(Point-based annotation records)
================================
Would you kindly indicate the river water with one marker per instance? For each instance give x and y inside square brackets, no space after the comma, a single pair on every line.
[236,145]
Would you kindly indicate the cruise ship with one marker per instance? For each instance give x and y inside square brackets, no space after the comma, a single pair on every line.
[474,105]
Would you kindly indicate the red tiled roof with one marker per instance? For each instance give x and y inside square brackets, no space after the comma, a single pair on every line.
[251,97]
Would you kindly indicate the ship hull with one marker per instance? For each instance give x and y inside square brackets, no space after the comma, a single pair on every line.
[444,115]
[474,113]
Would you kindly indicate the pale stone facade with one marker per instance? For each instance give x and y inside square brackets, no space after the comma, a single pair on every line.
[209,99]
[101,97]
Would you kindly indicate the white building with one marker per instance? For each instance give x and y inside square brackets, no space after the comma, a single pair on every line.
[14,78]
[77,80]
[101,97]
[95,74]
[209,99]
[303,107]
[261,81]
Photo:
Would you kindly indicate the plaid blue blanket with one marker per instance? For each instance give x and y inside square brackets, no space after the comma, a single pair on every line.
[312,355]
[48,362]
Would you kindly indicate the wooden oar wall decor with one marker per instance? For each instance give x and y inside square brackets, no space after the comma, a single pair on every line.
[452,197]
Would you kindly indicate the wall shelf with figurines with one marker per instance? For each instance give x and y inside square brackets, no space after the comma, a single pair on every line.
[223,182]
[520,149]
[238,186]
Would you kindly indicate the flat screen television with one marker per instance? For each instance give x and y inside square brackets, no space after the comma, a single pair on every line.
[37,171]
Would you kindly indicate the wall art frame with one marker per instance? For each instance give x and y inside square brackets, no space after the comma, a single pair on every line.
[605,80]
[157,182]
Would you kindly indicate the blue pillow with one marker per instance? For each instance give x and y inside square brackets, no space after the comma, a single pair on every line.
================================
### PROBLEM REQUIREMENTS
Output all of the records above again, line for line, without changing anything.

### ANSWER IN FULL
Would you kindly indicate the river water with one marker per instance? For each instance give x and y inside square brackets, no space after the comma, a single pair on every line.
[236,145]
Would you kindly indicate the cruise ship with one marker per instance? For each instance give x and y inside square brackets, no space after the comma, a single pair on every line.
[474,105]
Would you kindly indicate the red tiled roof with one marker per instance? For each instance give x and y inside square brackets, no space after the comma, a single pair on every line.
[251,97]
Would you kindly indicate the ship hull with one marker per instance? For each instance give x and y inside square brackets, no space after the comma, a single pair on every line.
[444,115]
[474,113]
Would you kindly indicate the pale stone facade with one marker per instance? For each instance give x and y inside square brackets, no space after the comma, a single pair on every line.
[209,99]
[101,97]
Would you kindly indicate the white building with one marker per instance? For each instance give x and y inside square brackets, no space after the comma, a single pair on every line.
[14,78]
[77,80]
[101,97]
[95,74]
[209,99]
[303,107]
[261,81]
Photo:
Would you kindly indicate the plaid blue blanket with one marker per instance? For each instance give x and y inside square brackets, no space after the comma, a single pair on every line.
[312,355]
[48,362]
Would you kindly indicate the wooden oar wall decor with one marker per instance? For each instance give x and y inside square brackets, no space after the comma, a single pair on every line.
[452,197]
Would you kindly indicate the wall shelf with figurines with one marker per instance? For each instance give x and y inside square brackets, no space after the comma, a single pair on every line.
[223,182]
[520,149]
[238,186]
Would you kindly indicate the flat screen television with one marker per instance? For each instance give x and y inside square brackets, no space after the comma, a single pair on every line.
[37,171]
Would you kindly indicate the wall art frame with one marker per instance? For each instance give x and y inside square brackets, no space after the comma, a single pair on every line.
[605,80]
[157,182]
Would you kindly indicate the blue pillow with one marker per instance? For each instance give x and y inside square brackets, no space after the comma, a single pair on every line.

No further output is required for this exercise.